» **THE EXERCISE**
Everything from the line that contains "Could you help me find the blue t-shirt" through the final line of the records should be written out exactly, and nothing outside that span.

┄┄┄┄┄┄

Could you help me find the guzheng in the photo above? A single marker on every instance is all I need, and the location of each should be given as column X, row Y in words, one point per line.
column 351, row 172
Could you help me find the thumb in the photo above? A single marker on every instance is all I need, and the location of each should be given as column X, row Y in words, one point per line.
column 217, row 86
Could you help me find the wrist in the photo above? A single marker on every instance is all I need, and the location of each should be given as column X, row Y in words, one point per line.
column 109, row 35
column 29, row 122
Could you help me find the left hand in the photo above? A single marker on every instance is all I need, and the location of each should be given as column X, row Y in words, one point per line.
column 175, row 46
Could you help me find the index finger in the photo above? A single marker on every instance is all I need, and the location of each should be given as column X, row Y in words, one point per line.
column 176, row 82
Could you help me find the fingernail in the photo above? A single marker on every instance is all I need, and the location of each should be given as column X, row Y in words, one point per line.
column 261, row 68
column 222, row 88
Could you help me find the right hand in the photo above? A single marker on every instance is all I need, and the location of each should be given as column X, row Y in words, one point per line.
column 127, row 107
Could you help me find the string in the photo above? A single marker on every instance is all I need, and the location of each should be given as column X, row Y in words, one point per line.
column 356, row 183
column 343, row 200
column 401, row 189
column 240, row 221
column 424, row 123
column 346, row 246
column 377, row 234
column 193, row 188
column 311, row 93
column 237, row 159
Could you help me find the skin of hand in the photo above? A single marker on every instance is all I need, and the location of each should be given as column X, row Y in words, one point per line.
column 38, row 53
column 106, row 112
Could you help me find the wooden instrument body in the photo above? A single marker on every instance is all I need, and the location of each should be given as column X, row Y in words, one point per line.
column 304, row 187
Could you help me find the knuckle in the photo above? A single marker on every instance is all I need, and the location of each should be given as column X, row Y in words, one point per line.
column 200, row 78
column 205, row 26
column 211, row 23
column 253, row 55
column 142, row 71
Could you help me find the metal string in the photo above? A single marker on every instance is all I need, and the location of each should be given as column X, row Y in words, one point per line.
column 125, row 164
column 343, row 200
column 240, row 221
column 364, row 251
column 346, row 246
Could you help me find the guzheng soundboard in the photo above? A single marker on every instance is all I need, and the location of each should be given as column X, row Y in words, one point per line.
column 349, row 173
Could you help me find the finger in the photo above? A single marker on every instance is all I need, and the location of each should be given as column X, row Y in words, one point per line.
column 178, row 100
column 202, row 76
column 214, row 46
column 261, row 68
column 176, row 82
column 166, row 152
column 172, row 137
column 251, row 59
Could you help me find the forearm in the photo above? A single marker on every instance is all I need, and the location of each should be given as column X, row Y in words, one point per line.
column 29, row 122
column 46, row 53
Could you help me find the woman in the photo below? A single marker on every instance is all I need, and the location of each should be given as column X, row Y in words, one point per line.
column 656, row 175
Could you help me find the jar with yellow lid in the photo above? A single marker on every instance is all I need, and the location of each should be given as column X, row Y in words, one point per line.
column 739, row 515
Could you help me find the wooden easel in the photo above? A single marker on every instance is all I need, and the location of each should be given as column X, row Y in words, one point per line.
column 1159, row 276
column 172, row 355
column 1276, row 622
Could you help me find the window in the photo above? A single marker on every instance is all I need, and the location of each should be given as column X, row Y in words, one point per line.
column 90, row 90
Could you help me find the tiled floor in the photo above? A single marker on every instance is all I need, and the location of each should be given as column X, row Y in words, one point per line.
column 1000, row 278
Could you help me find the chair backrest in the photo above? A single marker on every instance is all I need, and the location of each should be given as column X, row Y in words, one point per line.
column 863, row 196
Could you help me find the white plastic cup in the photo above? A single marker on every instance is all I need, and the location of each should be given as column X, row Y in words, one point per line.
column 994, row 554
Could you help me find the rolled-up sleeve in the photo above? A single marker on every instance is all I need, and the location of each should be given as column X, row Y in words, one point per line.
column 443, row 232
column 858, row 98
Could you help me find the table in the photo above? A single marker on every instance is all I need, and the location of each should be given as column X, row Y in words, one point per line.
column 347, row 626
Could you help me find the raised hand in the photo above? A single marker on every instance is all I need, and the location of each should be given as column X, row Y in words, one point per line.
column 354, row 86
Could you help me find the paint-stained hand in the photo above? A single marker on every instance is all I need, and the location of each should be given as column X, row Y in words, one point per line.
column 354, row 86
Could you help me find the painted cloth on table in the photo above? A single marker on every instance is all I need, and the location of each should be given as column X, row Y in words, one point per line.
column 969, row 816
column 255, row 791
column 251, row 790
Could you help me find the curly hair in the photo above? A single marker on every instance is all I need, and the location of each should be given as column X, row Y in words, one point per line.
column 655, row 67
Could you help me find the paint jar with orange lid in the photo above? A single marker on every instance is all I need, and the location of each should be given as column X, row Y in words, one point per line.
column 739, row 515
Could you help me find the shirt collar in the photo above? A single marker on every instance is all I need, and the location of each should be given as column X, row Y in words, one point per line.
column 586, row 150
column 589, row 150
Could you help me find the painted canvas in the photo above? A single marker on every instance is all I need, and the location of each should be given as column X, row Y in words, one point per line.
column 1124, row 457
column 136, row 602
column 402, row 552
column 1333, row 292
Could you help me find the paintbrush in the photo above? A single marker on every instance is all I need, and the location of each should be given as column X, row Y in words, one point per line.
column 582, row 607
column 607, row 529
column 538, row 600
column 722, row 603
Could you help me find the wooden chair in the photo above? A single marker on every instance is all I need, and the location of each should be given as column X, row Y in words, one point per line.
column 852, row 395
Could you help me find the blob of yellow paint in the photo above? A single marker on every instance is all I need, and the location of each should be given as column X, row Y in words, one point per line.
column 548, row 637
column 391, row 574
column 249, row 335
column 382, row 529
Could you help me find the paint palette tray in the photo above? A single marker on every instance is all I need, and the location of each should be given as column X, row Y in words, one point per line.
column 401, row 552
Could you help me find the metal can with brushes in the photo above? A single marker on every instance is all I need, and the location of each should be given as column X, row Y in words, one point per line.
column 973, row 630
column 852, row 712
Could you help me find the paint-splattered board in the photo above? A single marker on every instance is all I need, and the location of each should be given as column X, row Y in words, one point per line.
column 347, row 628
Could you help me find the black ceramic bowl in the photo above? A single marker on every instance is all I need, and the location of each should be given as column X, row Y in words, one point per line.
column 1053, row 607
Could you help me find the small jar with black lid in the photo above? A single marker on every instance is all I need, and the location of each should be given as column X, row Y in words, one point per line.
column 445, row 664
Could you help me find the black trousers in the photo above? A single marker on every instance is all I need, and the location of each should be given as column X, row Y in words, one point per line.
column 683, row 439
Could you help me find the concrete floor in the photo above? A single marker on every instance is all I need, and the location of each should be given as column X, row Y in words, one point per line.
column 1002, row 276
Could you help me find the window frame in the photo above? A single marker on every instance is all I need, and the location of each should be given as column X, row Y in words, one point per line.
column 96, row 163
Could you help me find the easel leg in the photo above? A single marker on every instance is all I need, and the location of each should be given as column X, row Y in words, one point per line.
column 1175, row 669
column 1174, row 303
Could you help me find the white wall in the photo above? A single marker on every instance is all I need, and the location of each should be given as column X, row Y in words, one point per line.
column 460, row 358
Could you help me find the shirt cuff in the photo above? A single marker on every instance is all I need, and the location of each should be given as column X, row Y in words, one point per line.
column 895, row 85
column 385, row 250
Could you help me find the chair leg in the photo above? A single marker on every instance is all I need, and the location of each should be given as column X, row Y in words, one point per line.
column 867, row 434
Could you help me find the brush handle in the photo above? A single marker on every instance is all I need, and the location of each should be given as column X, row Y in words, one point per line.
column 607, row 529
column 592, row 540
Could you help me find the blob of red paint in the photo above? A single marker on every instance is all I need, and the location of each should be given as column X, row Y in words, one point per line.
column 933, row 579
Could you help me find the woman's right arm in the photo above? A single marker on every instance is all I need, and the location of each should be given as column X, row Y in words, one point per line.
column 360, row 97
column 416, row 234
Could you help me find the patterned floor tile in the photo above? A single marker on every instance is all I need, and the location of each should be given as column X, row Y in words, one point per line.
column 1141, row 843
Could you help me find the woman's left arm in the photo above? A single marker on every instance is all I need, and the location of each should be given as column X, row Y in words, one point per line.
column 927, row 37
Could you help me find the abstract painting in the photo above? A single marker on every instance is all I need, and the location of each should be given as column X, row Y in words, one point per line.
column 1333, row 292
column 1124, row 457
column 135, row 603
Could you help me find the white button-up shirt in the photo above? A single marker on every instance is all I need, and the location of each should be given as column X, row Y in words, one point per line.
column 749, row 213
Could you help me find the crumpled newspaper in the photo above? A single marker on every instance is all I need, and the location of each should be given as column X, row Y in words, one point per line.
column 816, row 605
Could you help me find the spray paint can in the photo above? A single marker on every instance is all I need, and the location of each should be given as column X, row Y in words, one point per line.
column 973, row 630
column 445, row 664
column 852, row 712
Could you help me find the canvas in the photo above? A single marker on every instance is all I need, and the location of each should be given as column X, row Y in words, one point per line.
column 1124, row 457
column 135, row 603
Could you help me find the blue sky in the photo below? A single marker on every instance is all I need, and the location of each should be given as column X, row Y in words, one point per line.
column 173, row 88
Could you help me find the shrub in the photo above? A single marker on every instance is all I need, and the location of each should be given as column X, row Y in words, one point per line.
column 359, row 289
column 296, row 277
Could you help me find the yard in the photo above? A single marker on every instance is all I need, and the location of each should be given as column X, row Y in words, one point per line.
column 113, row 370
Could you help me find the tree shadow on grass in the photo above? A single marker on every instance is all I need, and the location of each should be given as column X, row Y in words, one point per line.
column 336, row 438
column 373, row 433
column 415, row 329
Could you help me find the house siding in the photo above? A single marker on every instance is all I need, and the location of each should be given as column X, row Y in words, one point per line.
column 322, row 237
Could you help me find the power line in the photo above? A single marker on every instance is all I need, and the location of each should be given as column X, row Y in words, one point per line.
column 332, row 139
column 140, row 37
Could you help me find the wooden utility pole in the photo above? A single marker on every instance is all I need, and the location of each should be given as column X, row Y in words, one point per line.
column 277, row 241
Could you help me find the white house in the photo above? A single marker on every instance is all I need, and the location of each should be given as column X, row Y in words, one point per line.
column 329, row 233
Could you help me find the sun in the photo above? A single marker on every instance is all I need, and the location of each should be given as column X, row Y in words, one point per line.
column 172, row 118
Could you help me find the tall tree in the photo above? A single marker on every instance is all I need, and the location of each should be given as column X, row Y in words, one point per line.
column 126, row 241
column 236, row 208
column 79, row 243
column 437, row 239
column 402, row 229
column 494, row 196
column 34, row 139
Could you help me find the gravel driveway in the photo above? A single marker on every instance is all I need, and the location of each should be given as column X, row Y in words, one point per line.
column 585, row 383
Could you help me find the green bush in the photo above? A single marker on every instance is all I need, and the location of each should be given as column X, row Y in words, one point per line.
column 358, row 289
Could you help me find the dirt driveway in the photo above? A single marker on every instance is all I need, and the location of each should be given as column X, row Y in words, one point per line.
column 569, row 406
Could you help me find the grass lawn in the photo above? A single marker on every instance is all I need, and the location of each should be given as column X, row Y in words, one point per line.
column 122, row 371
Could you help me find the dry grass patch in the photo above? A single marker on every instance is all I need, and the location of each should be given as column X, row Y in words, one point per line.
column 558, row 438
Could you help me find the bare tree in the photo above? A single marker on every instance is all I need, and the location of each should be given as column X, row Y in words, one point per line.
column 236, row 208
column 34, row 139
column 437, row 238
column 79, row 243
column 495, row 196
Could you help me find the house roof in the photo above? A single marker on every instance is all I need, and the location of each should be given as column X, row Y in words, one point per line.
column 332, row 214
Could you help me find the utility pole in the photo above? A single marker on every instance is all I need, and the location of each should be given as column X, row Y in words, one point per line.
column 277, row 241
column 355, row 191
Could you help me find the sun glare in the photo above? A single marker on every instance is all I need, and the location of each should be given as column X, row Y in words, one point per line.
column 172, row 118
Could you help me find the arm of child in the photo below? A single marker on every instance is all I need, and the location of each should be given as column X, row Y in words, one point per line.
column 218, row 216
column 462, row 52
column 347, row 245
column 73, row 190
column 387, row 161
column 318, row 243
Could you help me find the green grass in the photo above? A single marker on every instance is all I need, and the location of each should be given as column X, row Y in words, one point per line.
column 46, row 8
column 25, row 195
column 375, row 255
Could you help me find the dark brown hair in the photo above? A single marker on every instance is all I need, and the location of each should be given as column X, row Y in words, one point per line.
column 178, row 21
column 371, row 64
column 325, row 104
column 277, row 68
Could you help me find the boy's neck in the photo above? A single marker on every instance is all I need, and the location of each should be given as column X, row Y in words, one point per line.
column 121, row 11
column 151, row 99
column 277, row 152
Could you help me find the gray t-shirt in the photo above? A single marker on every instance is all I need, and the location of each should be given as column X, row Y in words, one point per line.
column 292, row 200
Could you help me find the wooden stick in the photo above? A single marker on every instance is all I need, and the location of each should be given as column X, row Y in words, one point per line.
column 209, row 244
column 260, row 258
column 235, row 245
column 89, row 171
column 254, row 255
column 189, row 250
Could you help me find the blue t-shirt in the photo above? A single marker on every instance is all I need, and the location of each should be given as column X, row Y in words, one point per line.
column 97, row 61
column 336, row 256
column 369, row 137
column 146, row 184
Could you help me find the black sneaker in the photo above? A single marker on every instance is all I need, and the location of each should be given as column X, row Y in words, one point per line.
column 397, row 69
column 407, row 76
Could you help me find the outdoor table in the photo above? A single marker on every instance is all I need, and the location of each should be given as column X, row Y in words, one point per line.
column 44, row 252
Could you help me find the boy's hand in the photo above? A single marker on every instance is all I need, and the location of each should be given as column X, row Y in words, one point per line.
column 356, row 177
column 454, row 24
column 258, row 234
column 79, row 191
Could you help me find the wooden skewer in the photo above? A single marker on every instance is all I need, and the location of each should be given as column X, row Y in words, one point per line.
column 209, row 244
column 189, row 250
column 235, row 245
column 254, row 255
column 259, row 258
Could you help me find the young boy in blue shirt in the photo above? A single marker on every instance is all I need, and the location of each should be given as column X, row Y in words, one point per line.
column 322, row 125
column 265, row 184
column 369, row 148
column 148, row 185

┄┄┄┄┄┄

» **EXERCISE RESULT**
Could you help me find the blue t-shirt in the photo above? A single marker on every instance is all I need, and the location of each should be given as column X, row Y in words, one point per line.
column 97, row 61
column 336, row 256
column 369, row 137
column 146, row 184
Could you help me find the black sneaker in the photo above? A single marker on every instance is all I need, and the location of each should be given as column X, row Y in words, one point per line.
column 397, row 69
column 407, row 76
Could you help me find the outdoor table in the photo above? A single marker on every instance is all I need, and the location of each should be given as column X, row Y in words, one point per line.
column 44, row 252
Could you help me find the boy's hand in the photo above? A single marker on every instance is all I need, and the location of each should be given as column X, row Y in words, one point per line.
column 356, row 177
column 454, row 24
column 258, row 234
column 79, row 191
Could you help me find the wooden skewer in the photo above? A single marker on every instance is all I need, and the location of each should be given as column X, row Y in words, one point per line.
column 209, row 244
column 189, row 250
column 235, row 245
column 254, row 255
column 259, row 258
Could you help me find the young boy in blue shirt in the photo above? A single marker on every instance is all I need, and the location of each should be given as column X, row Y in words, one point per line.
column 322, row 125
column 265, row 184
column 369, row 148
column 148, row 185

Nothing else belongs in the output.